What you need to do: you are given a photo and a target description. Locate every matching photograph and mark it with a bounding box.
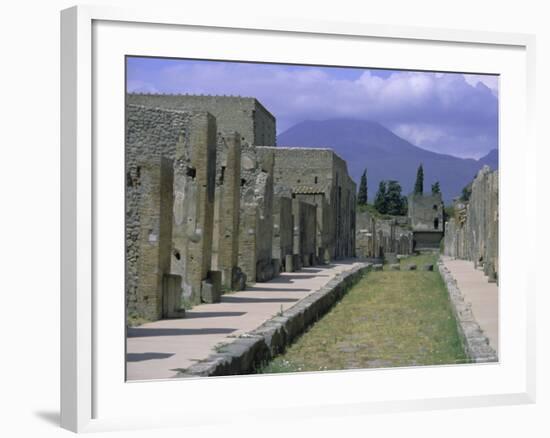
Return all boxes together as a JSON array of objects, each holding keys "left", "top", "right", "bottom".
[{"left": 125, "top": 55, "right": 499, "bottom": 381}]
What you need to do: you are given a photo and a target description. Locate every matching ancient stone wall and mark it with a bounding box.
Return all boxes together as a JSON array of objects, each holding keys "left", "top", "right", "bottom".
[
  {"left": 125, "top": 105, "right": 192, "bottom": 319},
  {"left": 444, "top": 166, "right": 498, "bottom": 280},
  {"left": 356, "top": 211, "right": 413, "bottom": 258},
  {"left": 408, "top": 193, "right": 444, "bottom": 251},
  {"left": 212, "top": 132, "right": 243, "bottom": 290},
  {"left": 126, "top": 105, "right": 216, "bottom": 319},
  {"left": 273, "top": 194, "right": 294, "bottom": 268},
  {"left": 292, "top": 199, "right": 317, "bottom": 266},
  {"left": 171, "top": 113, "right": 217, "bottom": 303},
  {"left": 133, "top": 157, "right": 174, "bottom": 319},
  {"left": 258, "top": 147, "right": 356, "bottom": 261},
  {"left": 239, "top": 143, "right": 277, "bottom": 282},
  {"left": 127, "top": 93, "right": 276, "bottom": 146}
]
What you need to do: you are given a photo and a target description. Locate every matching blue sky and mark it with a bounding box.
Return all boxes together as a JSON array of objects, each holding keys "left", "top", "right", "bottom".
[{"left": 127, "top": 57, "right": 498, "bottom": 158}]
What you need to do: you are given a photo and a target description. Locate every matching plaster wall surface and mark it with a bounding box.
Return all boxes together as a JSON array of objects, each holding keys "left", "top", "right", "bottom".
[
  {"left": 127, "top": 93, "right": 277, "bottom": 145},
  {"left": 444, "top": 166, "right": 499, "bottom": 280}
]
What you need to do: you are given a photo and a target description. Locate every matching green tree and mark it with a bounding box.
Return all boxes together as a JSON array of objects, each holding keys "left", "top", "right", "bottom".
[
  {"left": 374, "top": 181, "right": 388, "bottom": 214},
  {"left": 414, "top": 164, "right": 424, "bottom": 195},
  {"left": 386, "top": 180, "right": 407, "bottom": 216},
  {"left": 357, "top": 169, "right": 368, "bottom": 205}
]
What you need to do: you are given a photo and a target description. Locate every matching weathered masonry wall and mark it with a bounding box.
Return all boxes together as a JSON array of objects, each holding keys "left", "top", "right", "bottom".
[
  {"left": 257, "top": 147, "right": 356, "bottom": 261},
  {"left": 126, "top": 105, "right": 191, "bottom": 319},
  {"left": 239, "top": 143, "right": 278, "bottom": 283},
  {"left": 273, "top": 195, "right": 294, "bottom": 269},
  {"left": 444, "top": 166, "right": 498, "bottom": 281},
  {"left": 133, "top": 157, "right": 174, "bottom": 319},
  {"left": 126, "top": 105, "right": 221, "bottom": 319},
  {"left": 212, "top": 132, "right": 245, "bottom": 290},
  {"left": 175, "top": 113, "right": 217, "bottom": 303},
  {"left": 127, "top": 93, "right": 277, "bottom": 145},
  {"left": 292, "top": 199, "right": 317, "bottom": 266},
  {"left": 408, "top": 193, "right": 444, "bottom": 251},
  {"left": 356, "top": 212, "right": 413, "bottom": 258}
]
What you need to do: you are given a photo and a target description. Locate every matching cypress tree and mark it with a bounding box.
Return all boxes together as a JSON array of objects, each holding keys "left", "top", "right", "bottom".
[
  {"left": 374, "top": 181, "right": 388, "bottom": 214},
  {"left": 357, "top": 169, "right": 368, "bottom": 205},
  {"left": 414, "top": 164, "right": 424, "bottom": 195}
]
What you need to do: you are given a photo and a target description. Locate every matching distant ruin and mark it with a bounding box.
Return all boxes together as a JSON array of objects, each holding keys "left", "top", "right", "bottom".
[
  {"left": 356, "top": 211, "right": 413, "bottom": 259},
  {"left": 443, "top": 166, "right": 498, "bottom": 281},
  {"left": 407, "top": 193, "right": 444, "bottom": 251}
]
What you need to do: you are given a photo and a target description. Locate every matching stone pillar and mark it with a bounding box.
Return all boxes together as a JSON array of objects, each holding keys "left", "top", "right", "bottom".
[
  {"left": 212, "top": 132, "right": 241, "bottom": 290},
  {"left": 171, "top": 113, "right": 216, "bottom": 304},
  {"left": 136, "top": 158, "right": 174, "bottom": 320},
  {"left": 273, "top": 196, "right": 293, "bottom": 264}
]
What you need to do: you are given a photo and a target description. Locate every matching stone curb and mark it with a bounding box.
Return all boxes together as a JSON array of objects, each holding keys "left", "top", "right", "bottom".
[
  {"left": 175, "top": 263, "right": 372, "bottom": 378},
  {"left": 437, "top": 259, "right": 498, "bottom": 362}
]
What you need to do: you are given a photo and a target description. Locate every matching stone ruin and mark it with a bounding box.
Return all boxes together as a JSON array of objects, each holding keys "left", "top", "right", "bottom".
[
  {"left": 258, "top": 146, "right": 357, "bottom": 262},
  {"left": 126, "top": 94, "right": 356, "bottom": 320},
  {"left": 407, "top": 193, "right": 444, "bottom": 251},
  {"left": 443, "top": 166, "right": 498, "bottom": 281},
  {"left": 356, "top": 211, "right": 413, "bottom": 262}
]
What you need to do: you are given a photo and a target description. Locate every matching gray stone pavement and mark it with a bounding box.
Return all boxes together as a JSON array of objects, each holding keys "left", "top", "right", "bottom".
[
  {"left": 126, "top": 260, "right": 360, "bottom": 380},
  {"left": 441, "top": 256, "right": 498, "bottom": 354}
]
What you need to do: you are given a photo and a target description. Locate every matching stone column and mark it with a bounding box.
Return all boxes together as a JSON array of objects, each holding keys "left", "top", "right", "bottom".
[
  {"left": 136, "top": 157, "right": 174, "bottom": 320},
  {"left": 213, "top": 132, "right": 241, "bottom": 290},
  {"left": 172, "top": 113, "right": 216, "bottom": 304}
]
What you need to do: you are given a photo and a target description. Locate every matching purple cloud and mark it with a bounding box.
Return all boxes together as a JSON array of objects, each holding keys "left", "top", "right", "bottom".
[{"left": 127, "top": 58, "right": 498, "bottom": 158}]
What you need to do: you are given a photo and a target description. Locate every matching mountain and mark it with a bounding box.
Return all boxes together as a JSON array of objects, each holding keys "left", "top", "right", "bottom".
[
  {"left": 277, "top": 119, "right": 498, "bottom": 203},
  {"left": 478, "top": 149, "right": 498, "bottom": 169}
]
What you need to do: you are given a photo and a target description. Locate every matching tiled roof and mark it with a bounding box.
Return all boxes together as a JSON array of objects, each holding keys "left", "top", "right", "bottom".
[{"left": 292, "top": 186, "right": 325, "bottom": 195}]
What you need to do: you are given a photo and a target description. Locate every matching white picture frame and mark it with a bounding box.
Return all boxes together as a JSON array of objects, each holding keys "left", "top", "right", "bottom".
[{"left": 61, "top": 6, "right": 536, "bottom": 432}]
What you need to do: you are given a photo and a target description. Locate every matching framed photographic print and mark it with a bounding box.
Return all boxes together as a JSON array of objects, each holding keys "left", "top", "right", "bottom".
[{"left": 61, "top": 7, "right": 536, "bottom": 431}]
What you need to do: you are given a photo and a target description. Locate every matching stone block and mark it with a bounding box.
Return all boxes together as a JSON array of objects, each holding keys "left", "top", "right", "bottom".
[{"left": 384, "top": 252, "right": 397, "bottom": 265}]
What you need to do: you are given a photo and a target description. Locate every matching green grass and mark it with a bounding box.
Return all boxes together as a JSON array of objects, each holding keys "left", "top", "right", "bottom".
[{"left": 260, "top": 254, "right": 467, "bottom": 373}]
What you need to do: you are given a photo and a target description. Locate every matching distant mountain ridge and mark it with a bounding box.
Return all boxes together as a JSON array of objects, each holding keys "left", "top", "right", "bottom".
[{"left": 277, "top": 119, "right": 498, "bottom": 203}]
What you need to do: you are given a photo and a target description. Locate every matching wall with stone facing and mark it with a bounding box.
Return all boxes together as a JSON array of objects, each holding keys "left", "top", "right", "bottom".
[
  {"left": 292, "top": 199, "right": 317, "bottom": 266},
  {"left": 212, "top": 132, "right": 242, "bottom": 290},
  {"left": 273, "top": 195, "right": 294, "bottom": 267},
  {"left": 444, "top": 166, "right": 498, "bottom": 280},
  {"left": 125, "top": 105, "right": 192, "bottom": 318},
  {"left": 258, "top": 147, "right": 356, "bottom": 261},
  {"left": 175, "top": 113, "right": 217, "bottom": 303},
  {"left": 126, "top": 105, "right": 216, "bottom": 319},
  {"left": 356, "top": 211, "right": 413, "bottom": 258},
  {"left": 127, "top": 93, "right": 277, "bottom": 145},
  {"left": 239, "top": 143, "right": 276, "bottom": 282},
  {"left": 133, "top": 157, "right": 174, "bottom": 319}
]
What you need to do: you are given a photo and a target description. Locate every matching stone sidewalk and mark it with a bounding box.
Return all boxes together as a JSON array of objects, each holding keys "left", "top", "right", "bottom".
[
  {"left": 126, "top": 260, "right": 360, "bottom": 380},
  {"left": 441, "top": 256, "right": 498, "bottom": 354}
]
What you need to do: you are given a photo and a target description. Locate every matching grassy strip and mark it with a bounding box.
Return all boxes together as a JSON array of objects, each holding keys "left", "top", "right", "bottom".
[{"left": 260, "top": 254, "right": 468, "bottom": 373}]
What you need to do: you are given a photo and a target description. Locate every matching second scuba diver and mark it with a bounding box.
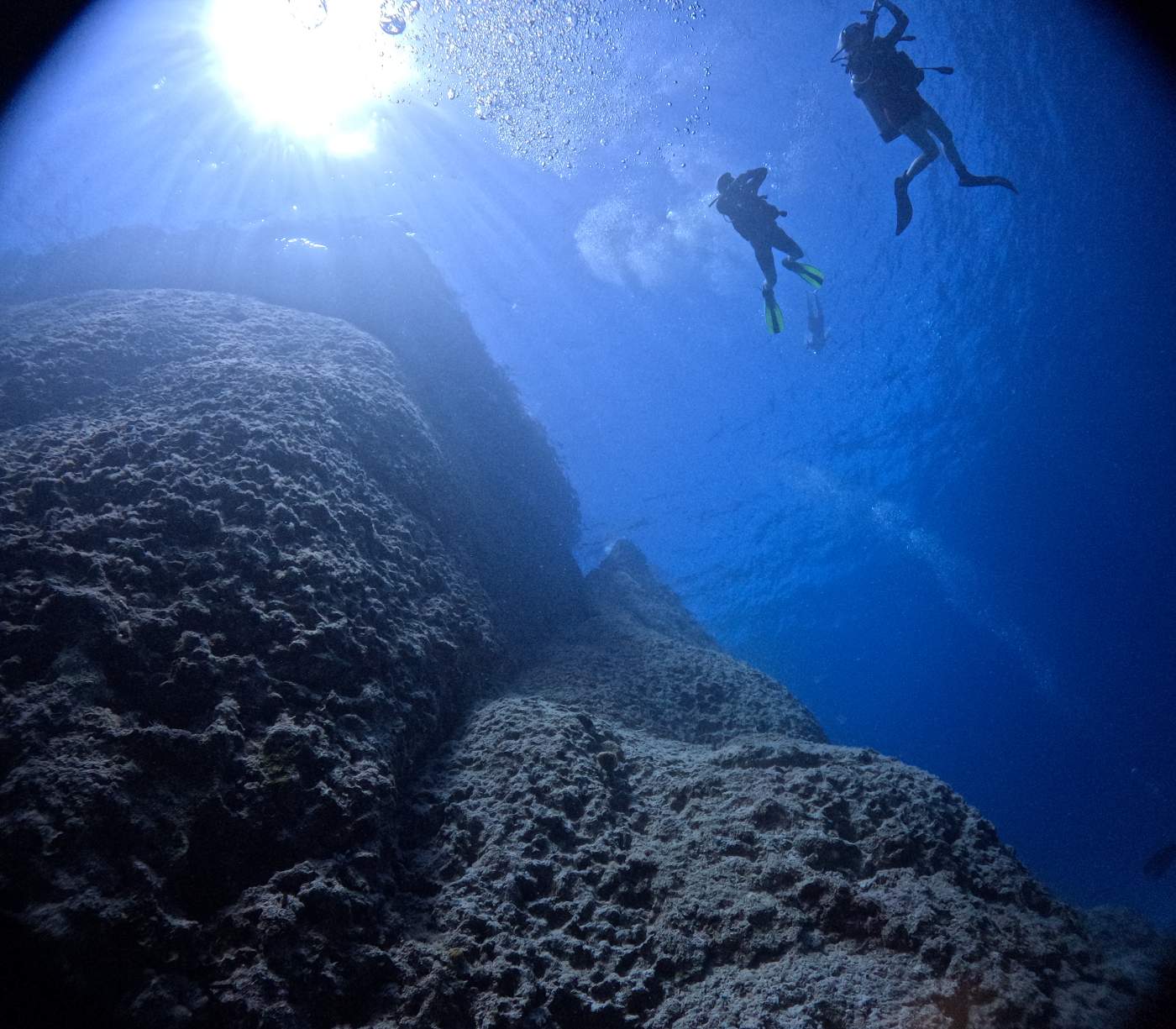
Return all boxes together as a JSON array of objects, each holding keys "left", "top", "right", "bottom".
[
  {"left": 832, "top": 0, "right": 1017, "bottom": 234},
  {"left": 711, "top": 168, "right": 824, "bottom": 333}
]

Task directions:
Please collect every line in the records above that contains the word "mountain". Case counts.

Final answer:
What you need to do: you are given a photo and a target description. Locate every matching mountain and mark it with a bounding box.
What you need to do: you are given a photo and a target description. Locate every matching distant mountain ridge and mark it with a bounding box.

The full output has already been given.